DO THIS: Transcribe all the records with complete accuracy.

Stored data:
▼
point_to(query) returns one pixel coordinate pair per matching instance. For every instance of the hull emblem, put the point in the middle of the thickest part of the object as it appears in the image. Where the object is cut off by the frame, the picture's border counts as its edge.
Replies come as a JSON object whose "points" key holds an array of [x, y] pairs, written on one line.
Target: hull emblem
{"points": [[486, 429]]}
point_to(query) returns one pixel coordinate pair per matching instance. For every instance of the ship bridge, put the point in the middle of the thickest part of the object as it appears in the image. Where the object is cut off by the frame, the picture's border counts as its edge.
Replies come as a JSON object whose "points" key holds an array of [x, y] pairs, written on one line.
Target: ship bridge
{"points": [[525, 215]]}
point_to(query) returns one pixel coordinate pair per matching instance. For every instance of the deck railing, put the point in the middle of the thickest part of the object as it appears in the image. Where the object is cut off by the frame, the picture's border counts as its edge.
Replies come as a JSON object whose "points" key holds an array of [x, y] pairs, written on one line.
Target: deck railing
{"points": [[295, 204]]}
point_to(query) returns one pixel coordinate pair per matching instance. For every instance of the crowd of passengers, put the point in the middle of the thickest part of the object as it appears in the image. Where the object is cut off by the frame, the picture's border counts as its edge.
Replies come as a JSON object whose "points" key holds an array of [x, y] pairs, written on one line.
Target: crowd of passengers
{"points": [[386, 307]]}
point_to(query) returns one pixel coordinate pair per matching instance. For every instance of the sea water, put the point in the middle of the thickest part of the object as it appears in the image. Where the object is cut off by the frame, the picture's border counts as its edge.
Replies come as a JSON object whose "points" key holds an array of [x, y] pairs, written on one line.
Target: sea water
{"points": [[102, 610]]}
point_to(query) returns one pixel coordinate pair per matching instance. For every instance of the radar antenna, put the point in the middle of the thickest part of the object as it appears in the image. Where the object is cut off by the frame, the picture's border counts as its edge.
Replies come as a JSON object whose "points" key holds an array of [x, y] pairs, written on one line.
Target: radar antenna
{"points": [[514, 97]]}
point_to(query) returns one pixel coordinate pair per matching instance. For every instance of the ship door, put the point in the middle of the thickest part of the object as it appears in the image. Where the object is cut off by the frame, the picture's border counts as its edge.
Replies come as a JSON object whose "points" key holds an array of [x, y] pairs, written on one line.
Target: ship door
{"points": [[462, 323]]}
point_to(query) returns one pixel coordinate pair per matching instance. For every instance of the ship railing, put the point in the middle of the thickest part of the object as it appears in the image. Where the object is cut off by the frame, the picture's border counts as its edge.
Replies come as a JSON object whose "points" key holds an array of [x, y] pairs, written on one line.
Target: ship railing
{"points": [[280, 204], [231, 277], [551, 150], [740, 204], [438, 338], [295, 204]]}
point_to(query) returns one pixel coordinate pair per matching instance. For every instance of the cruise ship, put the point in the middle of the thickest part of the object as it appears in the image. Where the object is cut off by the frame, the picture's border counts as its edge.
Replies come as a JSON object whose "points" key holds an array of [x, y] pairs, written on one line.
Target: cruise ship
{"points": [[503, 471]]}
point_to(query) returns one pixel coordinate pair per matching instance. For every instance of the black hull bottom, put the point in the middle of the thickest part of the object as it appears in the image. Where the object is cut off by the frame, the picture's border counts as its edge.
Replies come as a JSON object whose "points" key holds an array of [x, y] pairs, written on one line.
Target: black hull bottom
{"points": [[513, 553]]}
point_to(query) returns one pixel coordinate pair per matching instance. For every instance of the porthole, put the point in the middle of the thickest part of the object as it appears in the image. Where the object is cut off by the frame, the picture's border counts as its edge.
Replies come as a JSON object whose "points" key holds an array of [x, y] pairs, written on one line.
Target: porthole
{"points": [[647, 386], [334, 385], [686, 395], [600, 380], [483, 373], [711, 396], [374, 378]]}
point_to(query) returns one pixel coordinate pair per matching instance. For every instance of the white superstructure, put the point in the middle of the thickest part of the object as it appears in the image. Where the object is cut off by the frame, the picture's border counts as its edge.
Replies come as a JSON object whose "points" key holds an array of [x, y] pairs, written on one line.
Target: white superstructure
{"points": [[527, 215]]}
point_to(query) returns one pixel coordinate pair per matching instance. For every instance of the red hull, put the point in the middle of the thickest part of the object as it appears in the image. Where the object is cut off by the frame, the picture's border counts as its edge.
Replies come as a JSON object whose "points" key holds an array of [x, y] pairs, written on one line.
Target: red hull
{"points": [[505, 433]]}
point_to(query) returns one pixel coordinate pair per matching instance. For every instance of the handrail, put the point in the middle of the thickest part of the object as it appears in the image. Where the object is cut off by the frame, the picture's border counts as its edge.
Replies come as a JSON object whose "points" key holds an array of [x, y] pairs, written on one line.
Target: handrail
▲
EXPECTED ANSWER:
point_to(query) returns one pixel coordinate pair per matching instance. For every instance of the hull emblem, put the point in the middle of the thickest part of the object as it appears in the image. Where the object is cut off by the frame, the picture's border counts as its edge.
Replies come as a JSON object whose "points" key holds an array of [x, y] pairs, written on one line.
Target: hull emblem
{"points": [[486, 429]]}
point_to(query) returns one pixel coordinate pair per matching instance. For every instance of the ship bridge, put the point in the middle of the thickest part of the object as it appears in the image. Where the object is cut off by the frame, the picture's border counts as its edge.
Replies come as a JSON object whose "points" key holds an array of [x, y] pairs, written on one line.
Target: ship bridge
{"points": [[525, 215]]}
point_to(query) returns one pixel coordinate pair per matching instance. For every instance of the deck railing, put the point in the middle of the thickest part of the object as it appears in the image. Where the object is cut off by the frame, the picture's border counts as its edge.
Replies come as a JSON object whose "points" key holds an array of [x, y] pairs, written on one line.
Target: deck railing
{"points": [[295, 204]]}
point_to(query) returns one pixel coordinate pair per matching instance. For every instance of the crowd of passengers, put the point in the middle of the thickest part of the object as it appears in the image. Where the object is cut off by the frame, the picture's border counts as its edge.
Replies come as a JSON object whose "points" key holds an array of [x, y] pairs, written on one line.
Target: crowd of passengers
{"points": [[386, 307]]}
point_to(query) returns one pixel coordinate pair per matching instance. For every instance of the sea water, put the point in the middle of the thickest part of the object as it appears in the image. Where the object is cut off by the frame, the picture's border counts as its edge.
Replies come as a JSON object whose "points" key holds an array of [x, y] pairs, written on one line.
Target: sea water
{"points": [[102, 610]]}
point_to(query) returns one pixel coordinate pair per matching instance. For every instance of the radar antenna, put the point in the middle of the thickest part of the object as it appears in the image. Where the object is cut off by the frame, the picture's border counts as its edge.
Replies come as a JSON object whose "points" key holds an array of [x, y] pairs, written on one line.
Target: radar antenna
{"points": [[514, 97]]}
point_to(query) returns one pixel coordinate pair per matching instance. For every instance of the ship door, put the point in the middle of the thickest part of the object as it appears in the image. Where the object is cut off by the frame, the picture's border counts as its edge.
Replies come as a JSON object whose "points" key holds an array of [x, y] pairs, written on one line.
Target: ship door
{"points": [[462, 323]]}
point_to(query) returns one pixel coordinate pair per matching instance. For every instance of the ship railing, put the point in the middle of the thickest part of the object as it appears in the image. Where the object is cut off by the frame, the picture's border counts as its edge.
Replies come as a JSON object whose "points" key holds an array of [x, y] pairs, written on one line.
Target: ship railing
{"points": [[280, 204], [231, 277], [551, 150], [740, 204], [438, 338], [295, 204]]}
point_to(query) returns one pixel coordinate pair per matching instance. For every instance of the cruise ship, put the point in the middle of the thickest part of the object as it appears in the image. Where the object is cut off by the frame, the picture's border counts as its edge.
Replies come as a JSON object whose "points" key holds an array of [x, y] pairs, written on one line.
Target: cruise ship
{"points": [[503, 471]]}
point_to(query) returns one pixel coordinate pair per matching instance. For every instance of the black hull bottom, put the point in the middle of the thickest part of the object as it appears in the image. Where the object is cut off by the frame, the picture's border counts as its edge.
Replies come as a JSON object whose "points" key holds an array of [x, y] pairs, written on one line.
Target: black hull bottom
{"points": [[513, 553]]}
point_to(query) returns one pixel coordinate pair per matching instance. For every instance of the porthole, put the point in the middle of the thickest part of the object as it appears in the image. Where the object is cut off by the frame, the picture's border counts as its edge.
Replies come as a JSON object whose "points" key holds an array of [x, y] pairs, written on one line.
Target: porthole
{"points": [[647, 386], [334, 385], [686, 395], [600, 380], [483, 373], [711, 396], [374, 378]]}
point_to(query) returns one pixel coordinate pair per matching instance. For every instance of the white superstructure, put the point in the middle of the thickest part of the object as it appears in the image. Where the object is cut off by the frame, the picture's border counts as its edge.
Replies come as a JSON object whose "points" key holds an array of [x, y] pairs, written on one line.
Target: white superstructure
{"points": [[527, 215]]}
point_to(query) returns one pixel coordinate pair per matching instance. For every instance of the red hull, put the point in the middle of the thickest part of the object as it appears in the image. Where the object is cut off by the frame, the picture's border counts as its edge.
Replies come as a JSON object whose "points" key holds an array of [x, y] pairs, written on one line.
Target: red hull
{"points": [[505, 433]]}
point_to(query) returns one pixel coordinate pair per matching instance. For every instance of the handrail, put the point in the middle of the thickest part of the object as it appears in the image. Where the object is cut off by the frame, the picture's border counts as its edge.
Replies come as a JSON object whose "points" key holds an array of [x, y] pairs, written on one line.
Target: handrail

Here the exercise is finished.